(DATA ROWS):
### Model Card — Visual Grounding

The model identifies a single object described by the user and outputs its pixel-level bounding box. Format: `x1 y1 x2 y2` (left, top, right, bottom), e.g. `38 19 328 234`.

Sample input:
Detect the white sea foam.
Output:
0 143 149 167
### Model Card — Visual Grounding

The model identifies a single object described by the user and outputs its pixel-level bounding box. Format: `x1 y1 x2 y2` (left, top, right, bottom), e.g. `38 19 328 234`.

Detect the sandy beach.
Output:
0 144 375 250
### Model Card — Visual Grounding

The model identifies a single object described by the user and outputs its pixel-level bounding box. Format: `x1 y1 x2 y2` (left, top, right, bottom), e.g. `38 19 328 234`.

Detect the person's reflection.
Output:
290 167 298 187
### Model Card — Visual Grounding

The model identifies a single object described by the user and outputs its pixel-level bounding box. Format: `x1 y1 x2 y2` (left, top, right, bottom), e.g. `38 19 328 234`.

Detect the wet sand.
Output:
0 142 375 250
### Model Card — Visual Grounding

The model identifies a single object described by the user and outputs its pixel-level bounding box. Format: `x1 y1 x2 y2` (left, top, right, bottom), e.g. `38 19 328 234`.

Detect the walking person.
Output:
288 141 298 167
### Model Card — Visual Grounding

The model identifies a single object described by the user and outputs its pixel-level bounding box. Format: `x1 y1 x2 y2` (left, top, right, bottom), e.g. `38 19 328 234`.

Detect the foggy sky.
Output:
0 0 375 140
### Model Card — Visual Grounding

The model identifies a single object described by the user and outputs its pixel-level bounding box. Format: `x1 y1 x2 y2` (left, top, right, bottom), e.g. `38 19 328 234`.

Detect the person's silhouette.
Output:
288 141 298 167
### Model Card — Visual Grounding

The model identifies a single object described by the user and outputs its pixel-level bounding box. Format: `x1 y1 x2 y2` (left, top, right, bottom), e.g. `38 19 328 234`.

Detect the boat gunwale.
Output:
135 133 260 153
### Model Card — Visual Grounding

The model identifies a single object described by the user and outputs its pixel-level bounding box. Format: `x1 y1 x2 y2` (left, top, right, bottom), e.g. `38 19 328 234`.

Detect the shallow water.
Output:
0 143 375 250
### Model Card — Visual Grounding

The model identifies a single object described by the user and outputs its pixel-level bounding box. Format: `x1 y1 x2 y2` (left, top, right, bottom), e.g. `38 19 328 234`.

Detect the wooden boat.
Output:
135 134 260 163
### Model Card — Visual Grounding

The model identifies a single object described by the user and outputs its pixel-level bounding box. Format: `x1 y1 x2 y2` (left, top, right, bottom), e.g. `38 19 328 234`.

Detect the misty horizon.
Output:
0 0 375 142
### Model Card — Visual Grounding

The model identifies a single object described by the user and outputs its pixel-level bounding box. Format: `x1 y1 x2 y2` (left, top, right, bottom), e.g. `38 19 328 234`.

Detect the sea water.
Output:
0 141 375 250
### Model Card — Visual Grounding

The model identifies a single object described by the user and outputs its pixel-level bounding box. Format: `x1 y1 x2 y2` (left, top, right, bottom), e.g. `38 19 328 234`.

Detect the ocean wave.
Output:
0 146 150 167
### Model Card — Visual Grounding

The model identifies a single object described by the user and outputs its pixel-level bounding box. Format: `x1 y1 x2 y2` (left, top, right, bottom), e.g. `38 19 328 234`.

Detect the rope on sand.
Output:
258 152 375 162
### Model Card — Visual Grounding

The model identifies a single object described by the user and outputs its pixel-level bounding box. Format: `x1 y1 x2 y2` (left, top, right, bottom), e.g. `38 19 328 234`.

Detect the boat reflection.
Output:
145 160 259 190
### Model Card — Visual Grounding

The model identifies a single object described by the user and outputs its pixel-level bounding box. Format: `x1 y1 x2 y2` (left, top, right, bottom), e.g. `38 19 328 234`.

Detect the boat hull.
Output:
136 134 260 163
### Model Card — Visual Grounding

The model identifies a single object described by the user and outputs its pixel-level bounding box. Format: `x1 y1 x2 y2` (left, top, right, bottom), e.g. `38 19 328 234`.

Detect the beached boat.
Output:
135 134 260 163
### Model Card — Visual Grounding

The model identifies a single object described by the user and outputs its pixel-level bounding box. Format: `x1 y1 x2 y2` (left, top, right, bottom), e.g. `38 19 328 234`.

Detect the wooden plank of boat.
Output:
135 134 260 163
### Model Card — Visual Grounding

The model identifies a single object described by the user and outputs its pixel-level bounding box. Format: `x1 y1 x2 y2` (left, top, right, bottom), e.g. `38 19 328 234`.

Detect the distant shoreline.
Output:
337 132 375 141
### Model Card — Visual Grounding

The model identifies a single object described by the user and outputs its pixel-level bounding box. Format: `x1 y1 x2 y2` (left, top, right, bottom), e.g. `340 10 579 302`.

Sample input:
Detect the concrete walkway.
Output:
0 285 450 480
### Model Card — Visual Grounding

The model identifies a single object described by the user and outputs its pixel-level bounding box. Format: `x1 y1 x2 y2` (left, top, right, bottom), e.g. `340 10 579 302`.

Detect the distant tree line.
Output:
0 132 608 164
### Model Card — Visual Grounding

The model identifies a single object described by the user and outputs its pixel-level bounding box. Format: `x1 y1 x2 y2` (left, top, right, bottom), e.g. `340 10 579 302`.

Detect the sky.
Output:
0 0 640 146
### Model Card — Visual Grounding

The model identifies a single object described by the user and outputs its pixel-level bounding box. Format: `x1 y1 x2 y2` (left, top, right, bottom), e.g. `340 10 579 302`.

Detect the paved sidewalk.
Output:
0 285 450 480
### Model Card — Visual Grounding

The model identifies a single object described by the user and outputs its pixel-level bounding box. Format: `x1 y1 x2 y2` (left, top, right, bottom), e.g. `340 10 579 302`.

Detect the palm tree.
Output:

(SET EXERCISE): Reproduce the records verbatim from their first line through the line containing "0 142 375 250", inclusive.

(FINAL RESULT):
### Model Card — Visual Grounding

The model identifies a single object described by the user and outputs its pixel-level bounding box. Format: `x1 y1 x2 y2` (left, top, right, bottom), e.g. `38 19 328 234`.

Sample input:
Detect the white sea foam.
Output:
0 143 149 167
### Model Card — Visual Grounding

The model identifies a single object described by the user and outputs its pixel-level bounding box. Format: `x1 y1 x2 y2` (left, top, right, bottom), e.g. `38 19 328 234`.

Detect the sandy beach.
Output:
0 144 375 250
### Model Card — Visual Grounding

The model identifies a single object described by the user and outputs its pixel-level bounding box. Format: `x1 y1 x2 y2` (left, top, right, bottom), e.g. `38 19 328 234`.

Detect the person's reflection.
Output:
290 167 298 187
### Model Card — Visual Grounding

The model identifies a single object described by the user and outputs its pixel-level bounding box. Format: `x1 y1 x2 y2` (left, top, right, bottom), e.g. `38 19 328 234`.

Detect the wet sand.
Output:
0 142 375 250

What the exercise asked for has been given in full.